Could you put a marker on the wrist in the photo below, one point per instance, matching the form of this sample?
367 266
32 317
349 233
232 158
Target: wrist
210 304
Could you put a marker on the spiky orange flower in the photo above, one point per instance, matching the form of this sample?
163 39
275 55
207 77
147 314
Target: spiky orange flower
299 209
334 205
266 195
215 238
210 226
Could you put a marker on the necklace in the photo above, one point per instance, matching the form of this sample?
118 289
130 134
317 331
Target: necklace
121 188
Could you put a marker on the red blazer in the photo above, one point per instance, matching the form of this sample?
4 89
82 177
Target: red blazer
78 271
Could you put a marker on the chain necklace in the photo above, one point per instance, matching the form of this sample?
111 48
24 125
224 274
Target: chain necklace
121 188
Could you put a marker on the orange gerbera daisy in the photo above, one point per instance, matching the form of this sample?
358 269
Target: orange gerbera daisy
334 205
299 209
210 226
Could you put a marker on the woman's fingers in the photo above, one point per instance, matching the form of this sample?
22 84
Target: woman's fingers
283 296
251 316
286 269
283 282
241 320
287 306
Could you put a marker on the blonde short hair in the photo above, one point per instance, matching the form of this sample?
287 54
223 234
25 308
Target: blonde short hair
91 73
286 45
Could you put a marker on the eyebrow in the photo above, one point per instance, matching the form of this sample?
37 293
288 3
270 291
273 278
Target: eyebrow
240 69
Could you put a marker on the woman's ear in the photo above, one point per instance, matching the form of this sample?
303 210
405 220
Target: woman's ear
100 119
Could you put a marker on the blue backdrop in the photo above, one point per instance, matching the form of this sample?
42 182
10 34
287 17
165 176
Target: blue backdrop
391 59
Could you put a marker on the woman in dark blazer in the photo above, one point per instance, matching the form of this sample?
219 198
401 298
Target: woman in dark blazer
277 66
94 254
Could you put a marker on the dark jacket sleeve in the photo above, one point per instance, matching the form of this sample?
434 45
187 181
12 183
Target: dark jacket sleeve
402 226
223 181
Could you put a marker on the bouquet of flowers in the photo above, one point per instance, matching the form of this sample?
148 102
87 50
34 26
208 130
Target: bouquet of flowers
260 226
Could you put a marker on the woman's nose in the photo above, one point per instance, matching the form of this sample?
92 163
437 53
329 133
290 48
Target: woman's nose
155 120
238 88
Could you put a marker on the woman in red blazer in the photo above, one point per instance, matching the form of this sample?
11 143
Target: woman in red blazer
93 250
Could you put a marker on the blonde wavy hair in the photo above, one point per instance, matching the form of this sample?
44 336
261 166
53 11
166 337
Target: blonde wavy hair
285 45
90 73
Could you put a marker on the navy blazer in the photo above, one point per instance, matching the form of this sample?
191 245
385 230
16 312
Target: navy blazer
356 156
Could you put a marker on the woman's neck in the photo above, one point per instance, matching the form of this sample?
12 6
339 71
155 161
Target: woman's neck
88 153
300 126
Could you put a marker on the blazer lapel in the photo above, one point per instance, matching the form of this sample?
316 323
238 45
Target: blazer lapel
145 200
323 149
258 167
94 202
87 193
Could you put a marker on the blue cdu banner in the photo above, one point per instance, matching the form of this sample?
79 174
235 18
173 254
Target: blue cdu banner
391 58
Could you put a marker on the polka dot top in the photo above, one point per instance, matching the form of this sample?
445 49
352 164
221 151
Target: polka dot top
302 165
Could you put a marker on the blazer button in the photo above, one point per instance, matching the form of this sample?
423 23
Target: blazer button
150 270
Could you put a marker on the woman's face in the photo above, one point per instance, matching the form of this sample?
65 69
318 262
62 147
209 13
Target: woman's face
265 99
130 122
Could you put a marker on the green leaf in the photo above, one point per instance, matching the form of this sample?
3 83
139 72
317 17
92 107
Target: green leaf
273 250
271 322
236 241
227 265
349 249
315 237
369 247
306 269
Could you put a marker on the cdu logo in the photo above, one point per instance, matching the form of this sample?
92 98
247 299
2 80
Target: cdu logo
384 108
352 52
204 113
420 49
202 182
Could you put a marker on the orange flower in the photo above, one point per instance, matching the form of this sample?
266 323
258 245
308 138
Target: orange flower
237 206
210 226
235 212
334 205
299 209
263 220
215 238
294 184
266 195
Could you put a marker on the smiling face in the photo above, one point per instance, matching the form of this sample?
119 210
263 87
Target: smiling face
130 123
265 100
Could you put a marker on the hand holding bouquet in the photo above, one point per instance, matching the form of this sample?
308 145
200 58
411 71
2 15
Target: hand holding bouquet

◆ ◆ ◆ ◆

▶ _Given exercise_: Transcribe the whole listing exactly.

▶ _Solution below_:
Could you put a marker on the wrist in the photo below, one point per instance, matching the form of this sample?
367 266
32 317
349 233
232 158
Target: wrist
210 304
Could you put a marker on the spiky orange flower in the photo above, one point per instance, matching the form of this sample?
163 39
275 55
207 77
147 314
Target: spiky orange flower
299 209
334 205
266 195
215 238
210 226
Could you put a marker on the necklace in the photo above, one point per instance, matching the form of this sample?
118 289
130 134
317 331
Target: necklace
121 188
Could you put a marker on the red blazer in the photo above, one point per instance, matching the form of this sample?
4 89
82 177
Target: red blazer
78 271
Could you put a marker on the chain necklace in the photo above, one point per instance, matching the form of this sample?
111 48
24 125
224 274
Target: chain necklace
121 188
Could you put a marker on the orange gerbera daisy in the photo above, one point per instance, matching the form of this sample?
358 269
Target: orange gerbera daisy
334 205
299 209
210 226
Could you put a marker on the woman's fingers in the photo above, one point per instance, matching the form of this sample?
22 84
Target: woman's fingers
283 296
251 316
286 269
283 282
241 320
287 306
Could you put a marker on the blonde short hair in the photo above, one point per instance, matching the form of this sample?
287 54
223 234
25 308
Target: blonde short hair
91 73
286 45
Could you put a marker on the eyebrow in the photo above, one point per instance, matching the form of this sample?
37 293
288 3
270 291
273 278
Target: eyebrow
240 69
Could you put a marker on the woman's ear in the photo above, one point per instance, matching the form of this sample?
303 210
405 220
Target: woman's ear
100 119
Could you put a marker on the blue backdrop in the photo above, one point per instance, matching the form of this sample?
42 182
10 34
287 17
165 176
Target: blue backdrop
391 59
Could you put a marker on the woman in dark blazer in the photo above, one point per instance, matching the form of this sample?
219 198
401 298
Target: woman in dark blazer
277 66
94 254
Could you put a marker on the dark jacket sleeve in the photo above, one point per instance, matching the form of this sample?
434 45
187 181
12 183
Target: dark jacket sleeve
402 226
223 181
Could you put a marker on the bouquet of flowers in the photo above, one point per instance, matching the form of this sample?
148 102
87 50
34 26
208 130
Target: bouquet of flowers
260 226
Could you put a marker on the woman's nose in the photo above, one point per instance, matching the form of this sample?
92 163
437 53
329 133
290 48
Target: woman's nose
155 120
238 88
Could you put a marker on the woman in red blazer in the photo above, one point per instance, matching the form of this sample?
11 143
Target: woman in red blazer
93 250
Could you put a marker on the blonde wavy hair in the photo above, one point per instance, matching the form of this sample?
44 336
261 166
53 11
166 337
Target: blonde wavy hair
285 45
90 73
Could you put a marker on the navy blazer in the photo above, one point per instance, matching the form of this sample?
191 245
385 230
16 312
Target: navy blazer
356 156
Could you put a marker on the woman's neck in the photo above, one point per instance, matching the form of this sample?
12 6
339 71
155 161
Target: woman's neck
88 153
300 126
Could you put a marker on the blazer lapel in the photo above, one point per instance, matching the form of this sample?
316 323
238 45
Target: blazer lapel
145 200
323 149
258 167
94 202
87 193
Could you put a marker on the blue cdu banner in the photo above, one point per instance, matching the form of this sample?
79 174
235 18
173 254
Target: blue cdu banner
391 58
Could you put a marker on the polka dot top in the photo above, one point per instance, matching the form of this sample?
445 49
352 164
221 151
Target: polka dot top
302 165
Could you put a marker on the blazer button in the photo above, one point per instance, matching the form of this sample?
423 23
Target: blazer button
150 270
Could you put a marker on the woman's face in the photo above, one point per instance, matching the form of this sample?
65 69
318 262
62 147
209 13
Target: woman's face
265 99
130 122
Could you put a marker on the green leaf in the photo above, one point per instance, matching the form of this sample?
3 83
139 72
317 17
92 107
Target: green leaf
273 250
271 322
236 241
227 265
349 249
315 237
369 247
306 269
Could you put a marker on the cdu logo in the photo above, one point per instance, matching the form of this sample?
92 98
247 299
2 80
Target: cdu logo
384 108
352 52
204 113
420 49
202 182
Could you put a marker on the orange flower in the photo above, one point per instance, matching the form of this sample?
266 323
258 245
308 138
Target: orange flower
237 206
210 226
235 212
334 205
299 209
263 220
215 238
294 184
266 195
Could you put a marker on the smiling face in the photo above, one point per instance, matching the form of this sample?
119 210
263 87
Target: smiling face
130 123
265 100
Could you put a marker on the hand holding bouquet in the photo above, one point per instance, matching the form of this sample?
308 145
200 58
411 71
2 15
Target: hand holding bouquet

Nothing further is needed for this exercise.